**Exercise goal:** Can you repeat the passage from the text on Hamid Karzai below word for word, starting at "As many influential" and ending at "in squared brackets.)"?

── Text under study

PRESDENT OF AFGHANISTAN

Posted on at


As many influential Pashtuns, in the country and the diaspora, the Karzai family – and Hamed Karzai himself – offered support to the Taleban after they emerged in 1994 but were rejected by the movement’s leadership. They turned against them and – after the terrorist attacks on 9/11 – made overtures to the ‘Northern Alliance’ for a joint resistance. The Karzais used old ties with the US to mobilise political support and resources. As a follow-up to our review of Bette Dam’s A Man and a Motor Cycle: How Hamid Karzai came to power this morning, we publish here – with the kind permission of the author and her publishers – parts of chapter 3 of her book (“A Diplomat Among Warlords”) which details the outgoing Afghan president’s dealings with the different actors. (Changes in the text made by AAN, for contextual understanding, are in squared brackets.)


When the Taliban rose to power in 1994, Karzai was at home in Quetta. Earlier that year he had resigned as Deputy Minister of Foreign Affairs after a dispute with President [Burhanuddin] Rabbani and Mohammed Fahim who was intelligence head, and [later] Hamid Karzai’s vice president. Karzai had been accused of insulting the regime by contacting their enemy Hezb-e Islami, and was subsequently interrogated. While he was in an interrogation room in Kabul, where rockets still struck daily, a projectile – accidentally or not – hit the building. He escaped, slightly injured and reportedly managed to get to Pakistan with the help of [Hezb leader] Gulbuddin Hekmatyar. After this run-in with Rabbani he returned to Quetta to live with his father. He was in his late thirties then, but contrary to Pashtun traditions he wasn’t yet married or engaged. His ministerial position had given him a diplomatic passport that he used in the subsequent years to travel all around the world.


Hamid Karzai – or Hamid Jan as many called him then, a term of endearment for a sweet, likeable boy – wasn’t well-known at the time, but the American ambassador in Islamabad knew him to be well-informed. He had quite a few Taliban representatives in his network. Mullah Ghaus, who would become the Taliban minister of foreign affairs, was a good friend of his. Karzai was also in touch with Mullah Khairullah Khairkhwa, the governor of Herat (and released from Guantanamo Bay after 13 years in prison [in 2014]). And Karzai knew Taliban prime minister Mullah Mohammad Rabbani ([he died in April 2001 from cancer] not to be confused with President Burhanuddin Rabbani), who had initiated the manhunt for the deposed communist president Najibullah that ended with his gruesome murder [in 1996 when the Taleban took Kabul]. Karzai called the action “unfortunate”. He believed Rabbani was a “modern Taliban leader.”

────
── Data supplied

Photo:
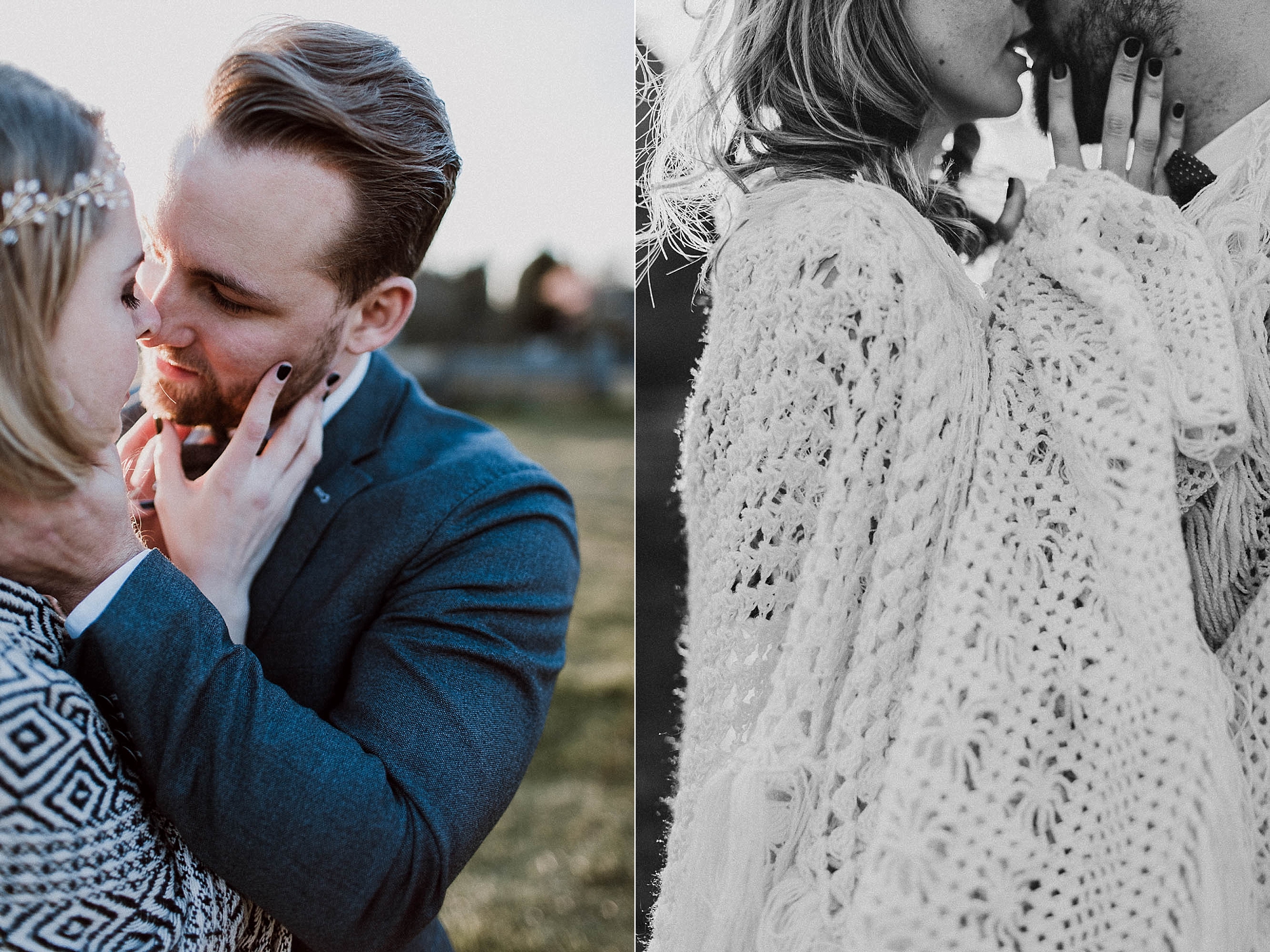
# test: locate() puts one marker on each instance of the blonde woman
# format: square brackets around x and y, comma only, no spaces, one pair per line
[86,864]
[938,605]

────

**Solution for this task:**
As many influential Pashtuns, in the country and the diaspora, the Karzai family – and Hamed Karzai himself – offered support to the Taleban after they emerged in 1994 but were rejected by the movement’s leadership. They turned against them and – after the terrorist attacks on 9/11 – made overtures to the ‘Northern Alliance’ for a joint resistance. The Karzais used old ties with the US to mobilise political support and resources. As a follow-up to our review of Bette Dam’s A Man and a Motor Cycle: How Hamid Karzai came to power this morning, we publish here – with the kind permission of the author and her publishers – parts of chapter 3 of her book (“A Diplomat Among Warlords”) which details the outgoing Afghan president’s dealings with the different actors. (Changes in the text made by AAN, for contextual understanding, are in squared brackets.)